### WHAT YOU WILL DO
Copy the records below character for character.

### ENTRIES PROVIDED
╭──

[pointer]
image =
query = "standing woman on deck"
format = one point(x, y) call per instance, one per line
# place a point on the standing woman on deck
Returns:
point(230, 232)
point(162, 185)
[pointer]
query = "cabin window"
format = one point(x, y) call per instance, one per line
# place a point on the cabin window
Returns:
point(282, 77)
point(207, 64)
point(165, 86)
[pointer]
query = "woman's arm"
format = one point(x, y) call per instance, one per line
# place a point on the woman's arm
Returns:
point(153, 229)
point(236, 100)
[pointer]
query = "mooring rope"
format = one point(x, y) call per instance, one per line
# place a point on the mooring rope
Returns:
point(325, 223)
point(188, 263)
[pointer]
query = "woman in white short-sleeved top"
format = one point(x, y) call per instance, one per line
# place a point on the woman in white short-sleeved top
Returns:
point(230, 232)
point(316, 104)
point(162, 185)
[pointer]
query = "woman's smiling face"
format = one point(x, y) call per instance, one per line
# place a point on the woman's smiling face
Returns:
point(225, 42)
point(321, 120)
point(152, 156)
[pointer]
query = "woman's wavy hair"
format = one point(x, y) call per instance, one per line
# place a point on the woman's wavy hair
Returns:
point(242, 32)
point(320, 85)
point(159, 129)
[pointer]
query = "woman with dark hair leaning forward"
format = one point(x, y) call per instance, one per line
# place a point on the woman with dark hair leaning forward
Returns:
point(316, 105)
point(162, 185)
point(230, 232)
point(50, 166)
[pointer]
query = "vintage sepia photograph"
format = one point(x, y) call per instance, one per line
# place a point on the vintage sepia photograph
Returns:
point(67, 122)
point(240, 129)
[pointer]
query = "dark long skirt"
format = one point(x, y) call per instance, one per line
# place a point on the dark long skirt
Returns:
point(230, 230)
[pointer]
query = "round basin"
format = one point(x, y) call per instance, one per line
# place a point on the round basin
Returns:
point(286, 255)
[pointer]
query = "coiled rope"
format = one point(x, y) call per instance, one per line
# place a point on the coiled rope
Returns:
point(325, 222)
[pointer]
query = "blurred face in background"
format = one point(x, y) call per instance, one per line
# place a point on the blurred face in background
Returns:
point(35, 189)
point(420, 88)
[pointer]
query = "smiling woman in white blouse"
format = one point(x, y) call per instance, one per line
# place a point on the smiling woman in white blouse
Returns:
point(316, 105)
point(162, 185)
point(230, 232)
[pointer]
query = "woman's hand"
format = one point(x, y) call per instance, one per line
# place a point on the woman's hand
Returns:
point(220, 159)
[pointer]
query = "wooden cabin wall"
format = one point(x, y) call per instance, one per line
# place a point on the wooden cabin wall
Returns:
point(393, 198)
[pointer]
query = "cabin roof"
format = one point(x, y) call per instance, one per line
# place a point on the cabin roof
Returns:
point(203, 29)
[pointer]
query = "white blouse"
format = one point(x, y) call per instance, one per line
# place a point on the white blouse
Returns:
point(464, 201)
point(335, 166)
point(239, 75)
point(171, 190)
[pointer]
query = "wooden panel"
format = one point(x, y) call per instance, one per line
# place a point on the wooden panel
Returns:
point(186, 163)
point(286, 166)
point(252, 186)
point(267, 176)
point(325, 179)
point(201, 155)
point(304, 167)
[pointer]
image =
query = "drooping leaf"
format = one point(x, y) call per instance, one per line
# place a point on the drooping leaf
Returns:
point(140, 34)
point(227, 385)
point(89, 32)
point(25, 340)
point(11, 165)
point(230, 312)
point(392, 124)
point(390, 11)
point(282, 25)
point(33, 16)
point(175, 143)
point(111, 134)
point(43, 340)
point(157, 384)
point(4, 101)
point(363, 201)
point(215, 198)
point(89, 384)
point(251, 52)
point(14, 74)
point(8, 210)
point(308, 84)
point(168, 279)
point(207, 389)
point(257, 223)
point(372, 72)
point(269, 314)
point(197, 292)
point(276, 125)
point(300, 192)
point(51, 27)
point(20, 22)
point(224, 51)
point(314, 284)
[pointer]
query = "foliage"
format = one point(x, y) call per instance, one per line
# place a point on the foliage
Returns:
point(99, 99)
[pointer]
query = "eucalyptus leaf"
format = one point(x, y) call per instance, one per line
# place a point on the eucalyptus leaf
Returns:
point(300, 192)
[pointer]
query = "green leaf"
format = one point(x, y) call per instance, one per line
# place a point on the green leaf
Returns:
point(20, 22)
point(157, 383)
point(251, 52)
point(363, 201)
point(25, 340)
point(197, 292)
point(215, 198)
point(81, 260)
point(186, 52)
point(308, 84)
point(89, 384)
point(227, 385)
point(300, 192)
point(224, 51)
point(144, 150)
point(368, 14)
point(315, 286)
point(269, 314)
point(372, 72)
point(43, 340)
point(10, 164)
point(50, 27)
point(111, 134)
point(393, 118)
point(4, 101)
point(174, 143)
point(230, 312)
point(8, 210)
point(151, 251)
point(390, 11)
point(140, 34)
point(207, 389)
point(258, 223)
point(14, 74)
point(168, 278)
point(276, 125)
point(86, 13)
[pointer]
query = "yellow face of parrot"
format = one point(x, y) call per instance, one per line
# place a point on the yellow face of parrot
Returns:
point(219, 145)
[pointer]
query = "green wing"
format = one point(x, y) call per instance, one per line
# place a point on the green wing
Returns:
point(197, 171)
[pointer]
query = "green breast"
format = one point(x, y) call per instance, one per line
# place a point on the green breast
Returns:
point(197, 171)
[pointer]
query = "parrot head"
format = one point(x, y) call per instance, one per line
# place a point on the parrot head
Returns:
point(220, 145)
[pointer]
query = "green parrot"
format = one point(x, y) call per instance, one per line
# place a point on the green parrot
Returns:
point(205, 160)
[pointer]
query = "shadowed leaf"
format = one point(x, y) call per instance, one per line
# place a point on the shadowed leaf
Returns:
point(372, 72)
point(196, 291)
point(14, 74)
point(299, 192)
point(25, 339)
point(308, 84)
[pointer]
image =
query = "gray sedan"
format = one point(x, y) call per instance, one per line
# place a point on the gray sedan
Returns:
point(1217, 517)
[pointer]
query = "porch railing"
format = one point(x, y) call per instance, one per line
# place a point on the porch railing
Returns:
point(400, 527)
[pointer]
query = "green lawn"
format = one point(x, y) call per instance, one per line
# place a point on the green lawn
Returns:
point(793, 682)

╰──

### TASK ANSWER
[pointer]
image =
query = "standing woman on deck"
format = one point(x, y) call per instance, one per line
# place a point on the standing woman on deck
Returns:
point(230, 232)
point(162, 185)
[pointer]
query = "cabin window"
format = one point(x, y) call per instance, one per line
# place a point on the cabin window
Returns:
point(282, 77)
point(207, 64)
point(165, 86)
[pointer]
query = "woman's arm"
format = one point(x, y) call per instance, one per line
# place a point on the woman's arm
Returns:
point(153, 229)
point(236, 100)
[pointer]
query = "mooring rope"
format = one point(x, y) call per instance, one per line
# place a point on the mooring rope
Returns:
point(325, 223)
point(188, 263)
[pointer]
query = "woman in white short-sleeved top"
format = one point(x, y) call per instance, one per line
# place a point on the woman in white short-sleeved top
Returns:
point(230, 232)
point(316, 104)
point(162, 185)
[pointer]
query = "woman's smiling face"
format = one point(x, y) call per instance, one per line
# place a point on the woman's smiling face
Returns:
point(225, 42)
point(321, 120)
point(152, 156)
[pointer]
query = "woman's wavy hair"
format = one point(x, y) call per instance, one per line
# place a point on the woman's wavy hair
Returns:
point(242, 32)
point(320, 85)
point(159, 129)
[pointer]
query = "woman with dark hair leaning forward"
format = one point(x, y) call per instance, one per line
# place a point on the woman with dark hair leaning forward
Returns:
point(316, 105)
point(162, 185)
point(230, 232)
point(50, 166)
[pointer]
query = "vintage sepia photograph"
format = one point(x, y) call per instance, one per line
# place a point on the vintage sepia photograph
Returns:
point(67, 122)
point(240, 129)
[pointer]
query = "dark long skirt"
format = one point(x, y) call per instance, one per line
# place a point on the dark long skirt
Returns:
point(230, 230)
[pointer]
query = "round basin"
format = one point(x, y) call per instance, one per line
# place a point on the round basin
Returns:
point(286, 255)
[pointer]
query = "coiled rope"
format = one point(x, y) call per instance, one per line
# place a point on the coiled rope
Returns:
point(325, 222)
[pointer]
query = "blurred face in background"
format = one point(x, y) call per instance, one per line
# place a point on the blurred face in background
Returns:
point(35, 189)
point(420, 88)
[pointer]
query = "smiling woman in white blouse"
format = one point(x, y) call per instance, one per line
# place a point on the smiling woman in white blouse
Returns:
point(316, 105)
point(162, 185)
point(230, 232)
[pointer]
query = "woman's hand"
format = one point(x, y) call per instance, one per line
# place a point on the woman's hand
Returns:
point(220, 159)
[pointer]
query = "wooden cabin wall"
format = one point(x, y) call per instance, one per line
# place a point on the wooden cabin wall
Returns:
point(393, 198)
[pointer]
query = "cabin roof"
format = one point(x, y) call per instance, one per line
# place a point on the cabin roof
Returns:
point(203, 29)
[pointer]
query = "white blouse"
format = one point(x, y) call per instance, one per line
# place a point on the white blouse
Returns:
point(464, 201)
point(335, 166)
point(239, 75)
point(171, 190)
[pointer]
query = "wooden panel"
format = one point(x, y) call per instance, one per line
# place a point on the wooden panel
Returns:
point(186, 163)
point(286, 166)
point(252, 186)
point(267, 176)
point(325, 179)
point(201, 155)
point(304, 167)
[pointer]
image =
query = "drooping leaf"
format = one point(x, y) call per instance, one per line
# place a point on the drooping leaf
Returns:
point(140, 34)
point(227, 385)
point(89, 32)
point(25, 340)
point(11, 165)
point(230, 312)
point(392, 124)
point(390, 11)
point(282, 25)
point(33, 16)
point(175, 143)
point(111, 134)
point(43, 340)
point(157, 384)
point(4, 101)
point(363, 201)
point(215, 198)
point(89, 384)
point(251, 52)
point(14, 74)
point(8, 210)
point(308, 84)
point(168, 279)
point(207, 389)
point(257, 223)
point(372, 72)
point(269, 314)
point(197, 292)
point(276, 125)
point(300, 192)
point(51, 27)
point(20, 22)
point(224, 51)
point(314, 284)
[pointer]
query = "foliage"
format = one point(x, y) call per instance, one per line
# place a point on the foliage
Returns:
point(99, 99)
[pointer]
query = "eucalyptus leaf"
format = one point(x, y) call per instance, one per line
# place a point on the eucalyptus leaf
Returns:
point(300, 192)
[pointer]
query = "green leaf"
format = one point(x, y) call per instance, one per line
# place a point on the green leaf
Returns:
point(20, 22)
point(157, 383)
point(251, 52)
point(363, 201)
point(25, 340)
point(197, 292)
point(215, 198)
point(81, 260)
point(186, 52)
point(308, 84)
point(89, 384)
point(227, 385)
point(300, 192)
point(224, 51)
point(144, 150)
point(368, 14)
point(315, 286)
point(269, 314)
point(372, 72)
point(43, 340)
point(10, 164)
point(50, 27)
point(111, 134)
point(393, 118)
point(4, 101)
point(174, 143)
point(230, 312)
point(8, 210)
point(151, 251)
point(390, 11)
point(140, 34)
point(207, 389)
point(258, 223)
point(14, 74)
point(168, 278)
point(276, 125)
point(86, 13)
[pointer]
query = "yellow face of parrot"
format = one point(x, y) call per instance, one per line
# place a point on the yellow face of parrot
Returns:
point(219, 145)
[pointer]
query = "green wing"
format = one point(x, y) call per instance, one per line
# place a point on the green wing
Returns:
point(197, 171)
[pointer]
query = "green breast"
format = one point(x, y) call per instance, one per line
# place a point on the green breast
Returns:
point(197, 171)
[pointer]
query = "parrot head"
format = one point(x, y) call per instance, one per line
# place a point on the parrot head
Returns:
point(220, 145)
[pointer]
query = "green parrot"
format = one point(x, y) call per instance, one per line
# place a point on the green parrot
Returns:
point(205, 160)
[pointer]
query = "shadowed leaf"
format = one point(x, y) call per instance, one per line
# place a point on the shadowed leaf
Returns:
point(372, 72)
point(196, 291)
point(14, 74)
point(299, 192)
point(25, 339)
point(308, 84)
[pointer]
image =
query = "gray sedan"
format = one point(x, y) call per instance, one per line
# place a point on the gray sedan
Returns:
point(1217, 517)
[pointer]
query = "porch railing"
format = one point(x, y) call per instance, one per line
# place a point on the porch railing
Returns:
point(400, 527)
[pointer]
query = "green lawn"
format = one point(x, y) call per instance, one per line
# place a point on the green lawn
Returns:
point(793, 682)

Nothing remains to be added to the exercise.